### SOURCE
Question

How should I solve this?

Answer 1

Question:

Evalute:

$\int\limits_{0}^{ π } \frac{x \: sinx}{1 + sinx} dx$

Solution:

$let \: I =\int\limits_{0}^{π} \frac{xsinx}{1 + sinx} dx ........(1)\\ \\ I = \int\limits_{0}^{π} \frac{( π - x)sinx( π - x) }{1 + sin( π - x} dx$

Note: Using Property

$\int\limits_{0}^{a}f(x)dx = \int\limits_{0}^{a}f( a- x)dx$

I=$\int\limits_{0}^{π} \frac{(π - x)sinx}{1 + sinx} ..............(2)$

Adding (1) and (2) ,

$2I = \int\limits_{0}^{π} \frac{πsinx}{1 + sinx} dx \\ \\ 2I = π \int\limits_{0}^{π} \frac{sinx}{1 + sinx} dx \\ \\ I = \frac{π}{2} \int\limits_{0}^{π} \frac{sinx}{1 + sinx} dx.........(3)$

Now,

$I = \int\limits_{0}^{π} \frac{sinx}{1 + sinx}$

[Add and subtract 1 ]

$I= \int\limits_{0}^{π} \frac{(1 + sinx) - 1}{1 + sinx} dx \\ \\I = \int\limits_{0}^{π}(1 - \frac{1}{1 + sinx } )dx \\ \\ \: \: = \int\limits_{0}^{π}1.dx - \int\limits_{0}^{π} \frac{1 - sinx}{(1 + sinx)(1 - sinx)} dx \\ \\ \: \: = [x]limit_{0}^{π} - \int\limits_{0}^{π} \frac{1 - sinx}{1 - {sin}^{2}x } dx \\ \\ \: \: = (π - 0) - \int\limits_{0}^{π} \frac{1 - sinx}{ {cos}^{2}x } dx \\ \\ \: \: = π - \int\limits_{0}^{π} ({sec}^{2} x - secx \: tanx)dx \\ \\ \: \: = π- [tanx - secx]limit_{0}^{π} \\ \\ \: \: = π - [(tan π - secπ) - (tan0 - sec0)] \\ \\ \: \: = π - [(0 - 1) - (0 - 1)] \\ \\ \: \: = π - 2$

Putting in (3),

$I = \frac{π}{2} (π - 2) \\ \\ \: \: = \frac{ {π}^{2} }{2} - π$

### REQUIREMENT 1
Count the lines in the records below that contain the string "church". Reply with the number only.

Pointing dataset records:
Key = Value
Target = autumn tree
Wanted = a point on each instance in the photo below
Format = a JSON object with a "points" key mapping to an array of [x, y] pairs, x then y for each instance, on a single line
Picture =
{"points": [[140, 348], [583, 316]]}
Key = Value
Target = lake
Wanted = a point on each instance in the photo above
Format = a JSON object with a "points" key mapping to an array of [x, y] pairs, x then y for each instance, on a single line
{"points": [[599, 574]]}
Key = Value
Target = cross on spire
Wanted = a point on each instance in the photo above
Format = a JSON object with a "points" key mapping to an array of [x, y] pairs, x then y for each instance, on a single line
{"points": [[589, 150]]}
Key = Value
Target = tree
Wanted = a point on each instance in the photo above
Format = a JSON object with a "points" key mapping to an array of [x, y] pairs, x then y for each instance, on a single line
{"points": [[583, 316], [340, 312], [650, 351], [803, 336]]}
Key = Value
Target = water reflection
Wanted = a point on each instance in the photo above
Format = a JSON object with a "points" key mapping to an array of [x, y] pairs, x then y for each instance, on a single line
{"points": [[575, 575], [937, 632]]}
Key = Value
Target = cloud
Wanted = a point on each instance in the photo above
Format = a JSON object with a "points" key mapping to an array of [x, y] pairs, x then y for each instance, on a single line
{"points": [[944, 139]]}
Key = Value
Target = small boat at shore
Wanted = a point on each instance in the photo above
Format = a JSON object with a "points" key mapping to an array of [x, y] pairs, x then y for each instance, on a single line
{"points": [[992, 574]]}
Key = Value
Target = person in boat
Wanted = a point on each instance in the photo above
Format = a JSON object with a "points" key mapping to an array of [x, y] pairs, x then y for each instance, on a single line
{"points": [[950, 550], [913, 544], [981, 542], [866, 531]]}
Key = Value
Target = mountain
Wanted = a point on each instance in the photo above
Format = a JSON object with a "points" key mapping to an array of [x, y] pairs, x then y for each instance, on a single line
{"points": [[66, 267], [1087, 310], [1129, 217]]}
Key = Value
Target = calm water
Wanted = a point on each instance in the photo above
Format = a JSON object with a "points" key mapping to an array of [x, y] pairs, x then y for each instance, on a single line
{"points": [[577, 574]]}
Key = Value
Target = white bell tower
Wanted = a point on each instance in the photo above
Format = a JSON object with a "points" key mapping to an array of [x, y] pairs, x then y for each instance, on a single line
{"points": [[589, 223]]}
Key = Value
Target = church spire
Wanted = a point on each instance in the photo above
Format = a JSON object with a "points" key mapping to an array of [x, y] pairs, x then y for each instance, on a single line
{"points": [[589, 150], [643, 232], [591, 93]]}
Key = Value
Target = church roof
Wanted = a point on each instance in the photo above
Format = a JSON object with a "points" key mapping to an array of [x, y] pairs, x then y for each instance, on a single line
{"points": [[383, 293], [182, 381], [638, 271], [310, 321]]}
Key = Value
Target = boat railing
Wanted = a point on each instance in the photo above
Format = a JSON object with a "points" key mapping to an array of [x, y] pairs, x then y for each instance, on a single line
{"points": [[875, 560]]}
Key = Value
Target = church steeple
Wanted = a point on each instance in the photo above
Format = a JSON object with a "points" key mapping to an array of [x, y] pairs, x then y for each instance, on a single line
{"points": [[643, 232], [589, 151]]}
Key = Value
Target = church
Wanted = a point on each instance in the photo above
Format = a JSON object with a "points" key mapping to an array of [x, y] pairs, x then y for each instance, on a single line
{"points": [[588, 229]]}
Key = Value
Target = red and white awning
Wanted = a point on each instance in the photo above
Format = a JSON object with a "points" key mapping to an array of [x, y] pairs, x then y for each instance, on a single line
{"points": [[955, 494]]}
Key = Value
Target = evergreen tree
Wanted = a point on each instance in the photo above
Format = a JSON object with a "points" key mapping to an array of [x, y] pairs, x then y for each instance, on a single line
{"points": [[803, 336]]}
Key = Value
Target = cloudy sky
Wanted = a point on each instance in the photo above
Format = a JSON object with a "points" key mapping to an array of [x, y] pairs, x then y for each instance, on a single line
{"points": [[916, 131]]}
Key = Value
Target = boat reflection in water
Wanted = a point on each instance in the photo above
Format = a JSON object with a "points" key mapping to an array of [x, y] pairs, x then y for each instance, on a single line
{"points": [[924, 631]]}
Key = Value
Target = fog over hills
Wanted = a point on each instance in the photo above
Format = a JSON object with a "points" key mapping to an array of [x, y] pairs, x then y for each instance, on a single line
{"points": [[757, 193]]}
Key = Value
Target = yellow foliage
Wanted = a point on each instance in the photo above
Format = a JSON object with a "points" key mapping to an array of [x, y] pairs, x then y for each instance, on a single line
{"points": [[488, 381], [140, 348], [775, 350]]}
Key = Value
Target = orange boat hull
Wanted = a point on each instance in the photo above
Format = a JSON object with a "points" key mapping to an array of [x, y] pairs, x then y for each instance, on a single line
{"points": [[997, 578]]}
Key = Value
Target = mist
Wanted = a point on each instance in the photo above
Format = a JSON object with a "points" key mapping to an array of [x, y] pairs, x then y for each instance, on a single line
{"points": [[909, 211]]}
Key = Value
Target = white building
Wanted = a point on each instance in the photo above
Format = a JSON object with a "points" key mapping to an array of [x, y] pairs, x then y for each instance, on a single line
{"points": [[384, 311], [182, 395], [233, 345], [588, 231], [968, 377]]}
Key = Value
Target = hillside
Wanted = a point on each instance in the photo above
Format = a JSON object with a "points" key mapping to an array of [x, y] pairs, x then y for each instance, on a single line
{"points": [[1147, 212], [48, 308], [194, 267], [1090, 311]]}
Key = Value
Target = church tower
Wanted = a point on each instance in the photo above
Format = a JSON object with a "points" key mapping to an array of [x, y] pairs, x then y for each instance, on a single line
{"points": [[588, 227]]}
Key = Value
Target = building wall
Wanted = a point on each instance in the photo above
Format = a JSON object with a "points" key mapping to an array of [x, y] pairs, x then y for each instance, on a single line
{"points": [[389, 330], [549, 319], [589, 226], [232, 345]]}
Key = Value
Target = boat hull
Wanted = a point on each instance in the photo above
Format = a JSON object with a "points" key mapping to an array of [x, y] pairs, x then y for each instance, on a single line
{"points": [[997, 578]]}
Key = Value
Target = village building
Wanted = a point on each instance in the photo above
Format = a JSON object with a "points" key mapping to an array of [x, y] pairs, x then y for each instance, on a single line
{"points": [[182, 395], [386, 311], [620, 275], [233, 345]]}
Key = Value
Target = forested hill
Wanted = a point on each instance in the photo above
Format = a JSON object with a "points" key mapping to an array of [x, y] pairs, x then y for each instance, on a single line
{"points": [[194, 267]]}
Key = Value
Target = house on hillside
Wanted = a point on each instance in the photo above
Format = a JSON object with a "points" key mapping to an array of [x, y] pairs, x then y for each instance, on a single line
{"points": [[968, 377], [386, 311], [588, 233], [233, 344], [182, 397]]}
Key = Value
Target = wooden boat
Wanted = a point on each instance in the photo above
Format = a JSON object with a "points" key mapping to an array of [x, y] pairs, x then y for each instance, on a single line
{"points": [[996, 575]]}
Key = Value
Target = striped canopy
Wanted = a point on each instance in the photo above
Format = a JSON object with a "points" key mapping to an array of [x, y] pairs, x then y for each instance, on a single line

### REQUIREMENT 2
According to the integral solution, what is the final value of I?

### EXPECTED OUTPUT 1
5

### EXPECTED OUTPUT 2
I = π²/2 − π